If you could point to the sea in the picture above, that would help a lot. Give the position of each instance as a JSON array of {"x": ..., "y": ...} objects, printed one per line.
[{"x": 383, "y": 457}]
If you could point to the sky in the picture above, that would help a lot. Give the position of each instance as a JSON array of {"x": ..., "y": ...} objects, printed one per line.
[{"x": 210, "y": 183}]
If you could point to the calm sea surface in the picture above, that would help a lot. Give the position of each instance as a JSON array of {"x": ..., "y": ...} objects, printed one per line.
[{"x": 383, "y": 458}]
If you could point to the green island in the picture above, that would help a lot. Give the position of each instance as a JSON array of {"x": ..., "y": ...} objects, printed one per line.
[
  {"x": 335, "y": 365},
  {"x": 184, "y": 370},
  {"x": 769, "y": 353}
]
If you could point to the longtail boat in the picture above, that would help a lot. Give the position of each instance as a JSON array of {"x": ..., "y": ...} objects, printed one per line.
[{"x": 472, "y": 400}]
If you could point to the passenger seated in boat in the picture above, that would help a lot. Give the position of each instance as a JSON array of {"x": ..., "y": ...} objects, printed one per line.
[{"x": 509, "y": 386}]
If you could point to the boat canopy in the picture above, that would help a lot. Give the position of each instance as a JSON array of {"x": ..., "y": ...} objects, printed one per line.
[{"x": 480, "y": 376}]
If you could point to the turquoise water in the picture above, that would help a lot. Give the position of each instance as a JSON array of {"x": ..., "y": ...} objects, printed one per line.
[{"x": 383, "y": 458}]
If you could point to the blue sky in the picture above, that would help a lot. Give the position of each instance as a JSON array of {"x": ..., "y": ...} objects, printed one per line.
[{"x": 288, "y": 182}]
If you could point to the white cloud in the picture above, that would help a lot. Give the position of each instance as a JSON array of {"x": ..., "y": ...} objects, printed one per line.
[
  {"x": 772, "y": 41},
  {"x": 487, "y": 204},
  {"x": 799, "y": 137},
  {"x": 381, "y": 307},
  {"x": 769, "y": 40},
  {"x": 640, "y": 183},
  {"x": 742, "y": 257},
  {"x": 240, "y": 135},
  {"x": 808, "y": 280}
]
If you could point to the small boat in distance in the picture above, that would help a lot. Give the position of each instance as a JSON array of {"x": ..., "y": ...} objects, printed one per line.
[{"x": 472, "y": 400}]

——

**Given request:**
Reproduce all of the rows above word for word, without changing anything.

**Answer to this task:**
If you could point to the sea in the picture above, that would help a lot. Give the position of each instance as a JSON array of {"x": ..., "y": ...} objects, printed one per line.
[{"x": 383, "y": 457}]
If you could point to the sky in the picture above, that would help a lot. Give the position of each instance as a JSON array of {"x": ..., "y": ...} objects, printed one per line.
[{"x": 210, "y": 183}]
If you could point to the calm sea surface in the picture above, that would help a lot. Give the position of each instance as a JSON array of {"x": ..., "y": ...} objects, printed one per line.
[{"x": 383, "y": 458}]
If you could point to the green island in the picture above, that would help a lot. Give the position of each instance as a JSON array of {"x": ..., "y": ...} objects, printed one per line.
[
  {"x": 335, "y": 365},
  {"x": 184, "y": 370},
  {"x": 769, "y": 353}
]
If you could point to the longtail boat in the picture above, that would help a lot. Give the position of each instance as a JSON array of {"x": ..., "y": ...} objects, printed one per line.
[{"x": 472, "y": 400}]
If you could point to the passenger seated in boat in the picture above, that would help a lot. Give the position of each instance as a JSON array of {"x": ..., "y": ...} objects, printed one per line.
[{"x": 509, "y": 386}]
If you could point to the boat canopy in the picture above, that would help a lot. Give the position of each instance as a JSON array of {"x": ..., "y": ...} objects, printed one per line.
[{"x": 480, "y": 376}]
If you could point to the turquoise water in the picture above, that would help a lot. Give the position of each instance as a JSON array of {"x": ..., "y": ...} objects, printed one per line.
[{"x": 383, "y": 458}]
If you could point to the blue sky in the picture above, that would help a lot. Give the position of each instance as a JSON array of {"x": ..., "y": ...} objects, printed one per line.
[{"x": 288, "y": 182}]
If you could point to the white cloud in the picture above, that would help a lot. Give the position of each instance as a JSON array of {"x": ..., "y": ...} objects, printed one per line.
[
  {"x": 772, "y": 41},
  {"x": 487, "y": 204},
  {"x": 799, "y": 137},
  {"x": 381, "y": 307},
  {"x": 769, "y": 40},
  {"x": 640, "y": 183},
  {"x": 742, "y": 257},
  {"x": 240, "y": 135},
  {"x": 808, "y": 280}
]
If you could point to the small boat in distance in the picture above, that would help a lot. Give the position of each instance as a JSON array of {"x": ..., "y": ...} objects, printed one per line.
[{"x": 472, "y": 400}]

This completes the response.